**What is needed:** Rewrite the lines below, changing every "sample output" to "example output" and leaving everything else as it is.

# START OF Given records

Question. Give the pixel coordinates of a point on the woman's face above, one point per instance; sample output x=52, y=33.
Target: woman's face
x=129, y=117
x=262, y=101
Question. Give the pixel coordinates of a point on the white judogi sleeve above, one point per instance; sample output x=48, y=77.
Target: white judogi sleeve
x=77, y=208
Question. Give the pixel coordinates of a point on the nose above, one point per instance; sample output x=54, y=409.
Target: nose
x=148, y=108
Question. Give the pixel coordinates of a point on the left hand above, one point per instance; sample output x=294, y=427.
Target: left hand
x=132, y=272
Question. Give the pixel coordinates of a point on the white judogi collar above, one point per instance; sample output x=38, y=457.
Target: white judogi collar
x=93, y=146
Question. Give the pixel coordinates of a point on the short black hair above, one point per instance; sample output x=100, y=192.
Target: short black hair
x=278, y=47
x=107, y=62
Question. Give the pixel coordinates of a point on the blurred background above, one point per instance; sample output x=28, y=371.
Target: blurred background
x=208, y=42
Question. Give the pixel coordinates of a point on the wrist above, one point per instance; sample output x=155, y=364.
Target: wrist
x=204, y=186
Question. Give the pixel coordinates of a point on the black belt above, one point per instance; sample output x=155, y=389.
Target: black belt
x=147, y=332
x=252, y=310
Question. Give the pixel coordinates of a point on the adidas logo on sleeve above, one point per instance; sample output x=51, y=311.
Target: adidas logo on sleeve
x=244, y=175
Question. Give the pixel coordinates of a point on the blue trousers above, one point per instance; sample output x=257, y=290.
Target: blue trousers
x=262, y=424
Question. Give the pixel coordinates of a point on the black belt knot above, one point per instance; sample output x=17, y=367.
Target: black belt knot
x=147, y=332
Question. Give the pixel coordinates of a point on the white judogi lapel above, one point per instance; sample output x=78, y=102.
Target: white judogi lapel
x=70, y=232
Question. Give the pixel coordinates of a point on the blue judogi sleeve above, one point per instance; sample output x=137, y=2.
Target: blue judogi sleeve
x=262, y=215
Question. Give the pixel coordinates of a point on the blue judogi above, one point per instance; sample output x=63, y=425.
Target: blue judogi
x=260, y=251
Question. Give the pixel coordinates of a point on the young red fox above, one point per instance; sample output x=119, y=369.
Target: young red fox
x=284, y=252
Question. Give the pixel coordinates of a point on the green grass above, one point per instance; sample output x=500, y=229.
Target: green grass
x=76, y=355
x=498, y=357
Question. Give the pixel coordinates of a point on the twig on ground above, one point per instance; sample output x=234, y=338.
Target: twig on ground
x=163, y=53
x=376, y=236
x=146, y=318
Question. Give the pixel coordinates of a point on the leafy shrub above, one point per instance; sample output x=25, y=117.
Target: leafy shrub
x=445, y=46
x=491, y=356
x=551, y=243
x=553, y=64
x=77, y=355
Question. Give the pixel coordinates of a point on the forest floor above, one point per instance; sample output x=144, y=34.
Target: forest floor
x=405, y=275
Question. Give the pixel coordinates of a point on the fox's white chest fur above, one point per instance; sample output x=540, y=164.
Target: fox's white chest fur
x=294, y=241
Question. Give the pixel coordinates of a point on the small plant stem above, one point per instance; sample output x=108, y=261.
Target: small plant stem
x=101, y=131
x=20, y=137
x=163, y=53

# END OF Given records

**Expected output:**
Question. Give the pixel coordinates of a point on the woman's face above, one point per instance; example output x=52, y=33.
Target: woman's face
x=129, y=117
x=262, y=101
Question. Give the pixel coordinates of a point on the white judogi sleeve above, one point per instance; example output x=48, y=77.
Target: white judogi sleeve
x=77, y=208
Question. Give the pixel coordinates of a point on the nose above, one point per instance; example output x=54, y=409.
Target: nose
x=148, y=108
Question. Give the pixel coordinates of a point on the left hand above, one point per instance; example output x=294, y=427.
Target: left hand
x=132, y=272
Question. Give the pixel coordinates of a point on the white judogi collar above, one point per instance; example output x=38, y=457.
Target: white judogi collar
x=93, y=146
Question. Give the pixel coordinates of a point on the short black hair above, one point per instance; example output x=100, y=192.
Target: short black hair
x=278, y=47
x=107, y=62
Question. Give the pixel coordinates of a point on the blurred background above, one point per instance; example output x=28, y=371.
Target: blurred background
x=208, y=42
Question. Give the pixel coordinates of a point on the wrist above, one point per instance; example output x=155, y=364.
Target: wrist
x=204, y=186
Question. Give the pixel coordinates of a point on the black belt above, one point per instance; example output x=155, y=389.
Target: black belt
x=147, y=332
x=252, y=310
Question. Give the pixel coordinates of a point on the adidas logo on sleeve above, one point per instance; example output x=51, y=311.
Target: adidas logo on sleeve
x=244, y=175
Question. Give the pixel coordinates of a point on the blue trousers above, one point per instance; example output x=257, y=290.
Target: blue trousers
x=262, y=424
Question. Give the pixel coordinates of a point on the black belt knot above, one point per instance; example output x=17, y=367.
Target: black belt knot
x=147, y=332
Question. Give the pixel coordinates of a point on the white judogi lapel above, one point per instance; example output x=78, y=102.
Target: white judogi lapel
x=70, y=232
Question. Give the pixel coordinates of a point on the blue judogi sleeve above, one point per instance; example output x=137, y=2.
Target: blue judogi sleeve
x=262, y=215
Question. Give the pixel coordinates of a point on the blue judogi above, one point per instance; example output x=63, y=425.
Target: blue judogi
x=260, y=251
Question. Give the pixel coordinates of a point on the young red fox above, one point per instance; example output x=119, y=369.
Target: young red fox
x=284, y=252
Question. Give the pixel coordinates of a point on the green grass above, one point per instance; example output x=500, y=229.
Target: green grass
x=76, y=355
x=498, y=357
Question. Give the pixel coordinates of a point on the twig on ground above, one point per instance; example output x=234, y=338.
Target: twig on ground
x=163, y=53
x=376, y=236
x=146, y=318
Question. Give the pixel coordinates of a point on the leafy shrub above, one point per instance; example output x=25, y=117.
Target: leafy shrub
x=445, y=46
x=491, y=356
x=551, y=243
x=553, y=64
x=77, y=355
Question. Give the pixel coordinates of a point on the forest floor above, one point per instance; example output x=144, y=34.
Target: forest floor
x=405, y=275
Question. Give the pixel coordinates of a point on the fox's white chest fur above, one point per instance; example output x=540, y=164.
Target: fox's white chest fur
x=294, y=241
Question. Give the pixel coordinates of a point on the small plant stem above, one point per instance; example output x=108, y=261.
Target: small plant stem
x=101, y=131
x=20, y=137
x=163, y=53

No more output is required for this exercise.